Retype all of the material below line for line, keeping every character unchanged.

Object location annotation data:

>> Start

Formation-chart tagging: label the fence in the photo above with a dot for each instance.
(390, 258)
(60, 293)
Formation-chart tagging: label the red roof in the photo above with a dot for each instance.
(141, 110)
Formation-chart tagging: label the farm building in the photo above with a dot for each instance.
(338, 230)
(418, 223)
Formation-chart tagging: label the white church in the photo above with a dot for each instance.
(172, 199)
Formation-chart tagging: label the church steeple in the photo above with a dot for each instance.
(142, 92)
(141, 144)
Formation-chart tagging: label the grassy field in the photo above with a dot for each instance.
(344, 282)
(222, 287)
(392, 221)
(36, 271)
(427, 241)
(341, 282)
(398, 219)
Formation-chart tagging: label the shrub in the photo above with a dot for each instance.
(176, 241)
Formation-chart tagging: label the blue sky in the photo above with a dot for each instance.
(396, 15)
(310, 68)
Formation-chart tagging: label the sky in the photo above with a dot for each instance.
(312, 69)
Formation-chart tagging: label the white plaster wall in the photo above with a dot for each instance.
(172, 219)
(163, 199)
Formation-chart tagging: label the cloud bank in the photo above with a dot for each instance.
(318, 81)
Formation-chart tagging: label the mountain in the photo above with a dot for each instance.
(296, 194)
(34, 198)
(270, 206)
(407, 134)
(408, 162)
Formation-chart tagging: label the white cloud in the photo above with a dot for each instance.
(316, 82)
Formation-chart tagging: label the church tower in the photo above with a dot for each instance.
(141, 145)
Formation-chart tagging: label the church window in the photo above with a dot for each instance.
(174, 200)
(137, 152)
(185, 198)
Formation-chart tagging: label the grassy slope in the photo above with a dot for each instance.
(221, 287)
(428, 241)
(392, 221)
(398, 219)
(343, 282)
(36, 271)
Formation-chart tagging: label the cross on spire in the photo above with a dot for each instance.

>> End

Written reply:
Formation-chart tagging: label the fence in the photo above with a dot for each instance.
(390, 258)
(60, 293)
Formation-chart tagging: label the red roof in the photo above with a dot for each instance.
(141, 110)
Formation-chart tagging: label the farm building in the photo above with a dot for each instance.
(338, 230)
(418, 223)
Formation-chart tagging: label the white church in the photo above with a dot for each instance.
(172, 199)
Formation-chart tagging: label the church steeple in the photo above with a dot for each instance.
(142, 92)
(141, 144)
Formation-chart tagging: label the grassy field in the photo above with a dot for each instance.
(344, 282)
(222, 287)
(392, 221)
(36, 271)
(427, 241)
(341, 282)
(398, 219)
Formation-chart tagging: label the shrub in the photo above with a dot for each instance.
(176, 241)
Formation-chart tagging: label the blue sky in the photo above with a dot for each instance.
(396, 15)
(310, 68)
Formation-chart tagging: label the sky in the photo above with a dot for each instance.
(312, 69)
Formation-chart tagging: label the white plaster wall in the photo above with a dot for each instance.
(172, 219)
(163, 199)
Formation-chart tagging: label the cloud bank in the photo above with a dot for each instance.
(318, 81)
Formation-chart tagging: label the mountain in the photo above with a dot for each instance.
(296, 194)
(34, 198)
(270, 206)
(407, 134)
(408, 162)
Formation-chart tagging: label the white cloud in the photo above with a dot for each instance.
(316, 82)
Formation-chart tagging: label the church tower in the photo above with a dot for each instance.
(141, 145)
Formation-chart tagging: label the church window in the photo above with a dot for each instance.
(174, 200)
(137, 152)
(185, 198)
Formation-chart tagging: label the grassy slope in the photo above with a dot for each instance.
(221, 287)
(428, 241)
(392, 221)
(398, 219)
(343, 282)
(36, 271)
Formation-chart tagging: label the cross on spire in the photo above with a dot for each instance.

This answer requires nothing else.